- Text
Die Fotografien in dieser Ausgabe stammen von dem Künstler Francisco „Panchi“ Claure Ibarra, der in Bolivien geboren ist und derzeit in Wien lebt. Er hat liebenswerterweise Context XXI diese Auswahl seiner Fotografien speziell für den Lateinamerika-Schwerpunkt zur Verfügung gestellt.
Bild: Francisco „Panchi“ Claure Ibarra

Streit zwischen Linken

Die argentinische Linke ist zwar eng verknüpft mit den ständigen Protesten, die das politische System in Schach halten. Trotzdem ist es möglich unter den Agitatoren Elemente zu erkennen, die mit den ”caciques” (Herren) des Peronismus verbunden sind, oder militant nationalistischen Gruppen wie den ”carapintadas” angehören.

Im Inneren dessen, was man als ”politische Linke” kennt, zwischen orthodoxen und libertären, geht der Streit weiter. ”Sag den Unverschämten deiner Partei, welcher auch immer, dass sie zu großem Teil dafür verantwortlich sind, dass die Linke elitistisch, sektiererisch, zersplittert, reformistisch und nur für die eigene Klientel da war. Übernehmen Sie die Verantwortung dafür, dass sie jenseits des Arbeiterdiskurses nie das Sprachrohr der arbeitenden Massen war”, rügte vergangenen 27. März ein Teilnehmer im argentinischen Forum von Indymedia.

- Datenauszug
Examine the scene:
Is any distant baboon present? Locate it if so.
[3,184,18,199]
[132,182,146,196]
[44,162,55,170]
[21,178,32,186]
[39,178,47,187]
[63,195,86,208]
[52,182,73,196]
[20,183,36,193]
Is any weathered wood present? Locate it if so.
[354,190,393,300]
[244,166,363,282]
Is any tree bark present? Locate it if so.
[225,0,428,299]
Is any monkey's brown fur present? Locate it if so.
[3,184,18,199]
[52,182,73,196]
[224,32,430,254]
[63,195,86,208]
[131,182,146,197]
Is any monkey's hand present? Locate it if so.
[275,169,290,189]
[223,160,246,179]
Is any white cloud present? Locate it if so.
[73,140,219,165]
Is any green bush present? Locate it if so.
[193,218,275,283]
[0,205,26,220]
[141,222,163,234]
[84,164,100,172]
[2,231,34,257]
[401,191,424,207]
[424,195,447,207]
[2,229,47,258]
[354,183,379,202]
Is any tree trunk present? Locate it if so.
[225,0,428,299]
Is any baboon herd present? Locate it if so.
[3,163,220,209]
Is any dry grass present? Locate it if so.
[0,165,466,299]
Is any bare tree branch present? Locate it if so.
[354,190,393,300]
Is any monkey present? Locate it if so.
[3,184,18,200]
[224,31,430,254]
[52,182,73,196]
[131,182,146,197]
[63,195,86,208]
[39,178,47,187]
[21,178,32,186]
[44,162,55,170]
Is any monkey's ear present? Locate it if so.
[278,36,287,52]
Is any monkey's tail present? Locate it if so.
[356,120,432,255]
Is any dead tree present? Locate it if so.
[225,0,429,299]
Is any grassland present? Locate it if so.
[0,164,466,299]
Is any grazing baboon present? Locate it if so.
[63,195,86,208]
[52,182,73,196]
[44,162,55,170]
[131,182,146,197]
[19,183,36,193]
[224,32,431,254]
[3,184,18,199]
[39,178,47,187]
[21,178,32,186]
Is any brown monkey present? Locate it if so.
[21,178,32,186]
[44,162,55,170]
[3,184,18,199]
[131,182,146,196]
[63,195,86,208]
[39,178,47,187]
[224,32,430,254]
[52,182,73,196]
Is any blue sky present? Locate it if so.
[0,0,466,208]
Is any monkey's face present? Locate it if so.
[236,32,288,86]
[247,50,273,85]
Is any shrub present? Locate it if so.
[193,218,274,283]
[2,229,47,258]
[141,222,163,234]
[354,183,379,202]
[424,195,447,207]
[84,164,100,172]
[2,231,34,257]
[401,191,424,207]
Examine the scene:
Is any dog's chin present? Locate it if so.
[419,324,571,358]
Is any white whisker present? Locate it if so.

- Arbeitsauftrag
Geben Sie den Absatz im Text über die argentinische Linke, der mit „Die argentinische Linke ist zwar“ beginnt, als kurze Stichpunktliste wieder. Die wesentlichen Fakten sollen erhalten bleiben.

- Schriftliche Antwort
- Die argentinische Linke ist eng mit den ständigen Protesten verknüpft, die das politische System in Schach halten.
- Unter den Agitatoren gibt es jedoch auch Elemente, die mit den „caciques“ (Herren) des Peronismus verbunden sind.
- Andere gehören militant nationalistischen Gruppen wie den „carapintadas“ an.